─── PASSAGE SHOWN
Simulating deep earthquakes in the laboratory

More than 20 years ago, geologists discovered a high-pressure failure mechanism that they proposed was the long-sought cause of very deep earthquakes occurring at a depth of more than 400 kilometers (or 248 miles). The result was controversial because seismologists could not find a seismic signal in the Earth that could confirm the results.

Seismologists have now found the critical evidence. Indeed, beneath Japan, they have even imaged the tell-tale evidence and showed that it coincides with the locations of very deep earthquakes.

In the September 20 issue of the journal Science, a team of researchers from Centre National de la Recherche Scientifique; Université de Lille; The University of Chicago; and the University of California, Riverside show how such deep earthquakes can be simulated in the laboratory.

They confirmed essentially all aspects of the earlier experimental work and extended the conditions to significantly higher pressure.  These experiments were accomplished using synchrotron x-rays in what the researchers call the premier laboratory in the world for this kind of experiments,” the U.S. Department of Energy Office of Science’s Advanced Photon Source (APS) at Argonne National Laboratory.
──────
**PROMPT A:**
Answer these questions about the passage on simulating deep earthquakes:
(i) At what depth do the very deep earthquakes occur?
(ii) Beneath which country have seismologists imaged the evidence?
(iii) In which journal did the research team show how deep earthquakes can be simulated?
**PROMPT B:**
Write out the passage on simulating deep earthquakes from "In the September" up to and including "in the laboratory.", switching "September 20" to "September 27".
─── GIVEN INFORMATION
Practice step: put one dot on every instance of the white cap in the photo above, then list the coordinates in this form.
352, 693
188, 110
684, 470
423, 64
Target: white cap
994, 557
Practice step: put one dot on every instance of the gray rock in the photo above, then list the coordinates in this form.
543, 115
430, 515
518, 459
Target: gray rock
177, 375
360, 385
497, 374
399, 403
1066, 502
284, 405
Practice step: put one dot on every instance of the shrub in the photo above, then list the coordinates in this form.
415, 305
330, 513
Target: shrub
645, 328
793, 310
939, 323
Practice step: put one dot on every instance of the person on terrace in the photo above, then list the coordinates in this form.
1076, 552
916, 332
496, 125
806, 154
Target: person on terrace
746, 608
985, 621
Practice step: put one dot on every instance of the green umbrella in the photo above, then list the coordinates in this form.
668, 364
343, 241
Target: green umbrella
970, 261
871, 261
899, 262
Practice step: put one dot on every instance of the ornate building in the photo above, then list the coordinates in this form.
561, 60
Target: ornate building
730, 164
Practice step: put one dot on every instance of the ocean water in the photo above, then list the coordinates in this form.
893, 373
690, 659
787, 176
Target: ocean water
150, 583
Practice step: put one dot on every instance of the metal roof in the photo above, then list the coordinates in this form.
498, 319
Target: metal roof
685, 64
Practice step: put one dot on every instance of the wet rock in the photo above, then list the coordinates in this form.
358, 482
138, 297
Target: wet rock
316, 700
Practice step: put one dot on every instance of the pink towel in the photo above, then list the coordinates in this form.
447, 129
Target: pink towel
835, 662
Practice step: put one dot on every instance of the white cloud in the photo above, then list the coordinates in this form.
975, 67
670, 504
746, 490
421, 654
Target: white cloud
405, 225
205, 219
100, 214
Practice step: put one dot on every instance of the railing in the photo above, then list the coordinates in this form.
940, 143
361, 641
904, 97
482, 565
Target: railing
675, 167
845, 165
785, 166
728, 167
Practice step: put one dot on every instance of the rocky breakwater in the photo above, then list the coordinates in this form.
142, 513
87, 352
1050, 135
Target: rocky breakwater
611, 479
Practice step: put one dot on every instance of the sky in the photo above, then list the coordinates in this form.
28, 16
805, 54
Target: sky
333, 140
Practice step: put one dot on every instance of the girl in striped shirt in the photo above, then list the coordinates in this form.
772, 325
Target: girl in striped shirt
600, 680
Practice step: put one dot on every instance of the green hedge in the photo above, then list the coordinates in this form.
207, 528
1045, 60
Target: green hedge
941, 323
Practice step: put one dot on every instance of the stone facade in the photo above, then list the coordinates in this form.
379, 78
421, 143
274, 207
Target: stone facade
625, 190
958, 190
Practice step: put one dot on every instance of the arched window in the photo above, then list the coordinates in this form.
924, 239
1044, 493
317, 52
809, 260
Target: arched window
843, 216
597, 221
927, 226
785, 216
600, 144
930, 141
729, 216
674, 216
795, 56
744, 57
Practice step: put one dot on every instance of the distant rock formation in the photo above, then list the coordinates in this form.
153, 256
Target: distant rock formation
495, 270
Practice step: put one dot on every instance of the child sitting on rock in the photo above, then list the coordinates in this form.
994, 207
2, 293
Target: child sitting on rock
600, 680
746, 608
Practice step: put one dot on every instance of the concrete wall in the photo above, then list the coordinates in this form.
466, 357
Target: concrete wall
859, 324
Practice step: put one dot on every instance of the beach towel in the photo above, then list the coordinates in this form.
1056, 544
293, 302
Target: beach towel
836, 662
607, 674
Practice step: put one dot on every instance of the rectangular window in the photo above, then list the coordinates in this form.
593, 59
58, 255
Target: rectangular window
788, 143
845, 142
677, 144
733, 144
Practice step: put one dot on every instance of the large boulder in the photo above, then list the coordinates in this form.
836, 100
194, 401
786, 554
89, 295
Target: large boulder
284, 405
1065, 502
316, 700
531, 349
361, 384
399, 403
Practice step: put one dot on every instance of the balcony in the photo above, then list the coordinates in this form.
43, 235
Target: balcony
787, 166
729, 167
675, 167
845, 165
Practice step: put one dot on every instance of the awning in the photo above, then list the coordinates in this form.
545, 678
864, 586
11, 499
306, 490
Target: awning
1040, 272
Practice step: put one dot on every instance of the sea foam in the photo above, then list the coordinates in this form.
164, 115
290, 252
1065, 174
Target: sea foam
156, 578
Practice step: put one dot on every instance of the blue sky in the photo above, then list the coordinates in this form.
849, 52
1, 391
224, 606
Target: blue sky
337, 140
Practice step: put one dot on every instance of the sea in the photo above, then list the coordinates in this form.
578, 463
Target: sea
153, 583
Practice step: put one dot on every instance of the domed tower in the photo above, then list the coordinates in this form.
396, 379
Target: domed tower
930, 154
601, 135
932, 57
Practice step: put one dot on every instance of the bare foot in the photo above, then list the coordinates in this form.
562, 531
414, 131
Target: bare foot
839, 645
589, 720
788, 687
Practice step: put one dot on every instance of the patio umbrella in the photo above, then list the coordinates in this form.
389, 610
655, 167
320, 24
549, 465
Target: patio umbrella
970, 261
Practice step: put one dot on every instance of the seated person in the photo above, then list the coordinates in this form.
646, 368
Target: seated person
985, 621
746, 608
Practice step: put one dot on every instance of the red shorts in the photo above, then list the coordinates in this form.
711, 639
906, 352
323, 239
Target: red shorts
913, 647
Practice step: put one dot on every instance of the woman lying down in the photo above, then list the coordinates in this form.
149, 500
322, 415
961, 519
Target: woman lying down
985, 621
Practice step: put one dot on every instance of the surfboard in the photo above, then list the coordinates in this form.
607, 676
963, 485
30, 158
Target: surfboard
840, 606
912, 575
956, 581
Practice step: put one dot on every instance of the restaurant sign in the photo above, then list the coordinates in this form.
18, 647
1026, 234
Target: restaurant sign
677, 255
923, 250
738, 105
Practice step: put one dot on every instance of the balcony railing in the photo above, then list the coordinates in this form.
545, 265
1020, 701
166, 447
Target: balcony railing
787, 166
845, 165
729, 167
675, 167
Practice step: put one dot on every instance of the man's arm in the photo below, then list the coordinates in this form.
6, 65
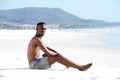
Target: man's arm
52, 50
40, 44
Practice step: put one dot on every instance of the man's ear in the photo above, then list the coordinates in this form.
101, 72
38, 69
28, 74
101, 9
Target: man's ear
36, 28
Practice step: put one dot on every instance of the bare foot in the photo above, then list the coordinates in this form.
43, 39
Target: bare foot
85, 67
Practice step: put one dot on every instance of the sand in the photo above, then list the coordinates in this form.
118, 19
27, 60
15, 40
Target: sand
77, 46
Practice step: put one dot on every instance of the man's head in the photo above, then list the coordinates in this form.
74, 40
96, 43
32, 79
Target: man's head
40, 29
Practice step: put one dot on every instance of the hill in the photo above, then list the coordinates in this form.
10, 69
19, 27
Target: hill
──────
**ANSWER A:**
(i) More than 400 kilometers (or 248 miles).
(ii) Japan.
(iii) Science.

**ANSWER B:**
In the September 27 issue of the journal Science, a team of researchers from Centre National de la Recherche Scientifique; Université de Lille; The University of Chicago; and the University of California, Riverside show how such deep earthquakes can be simulated in the laboratory.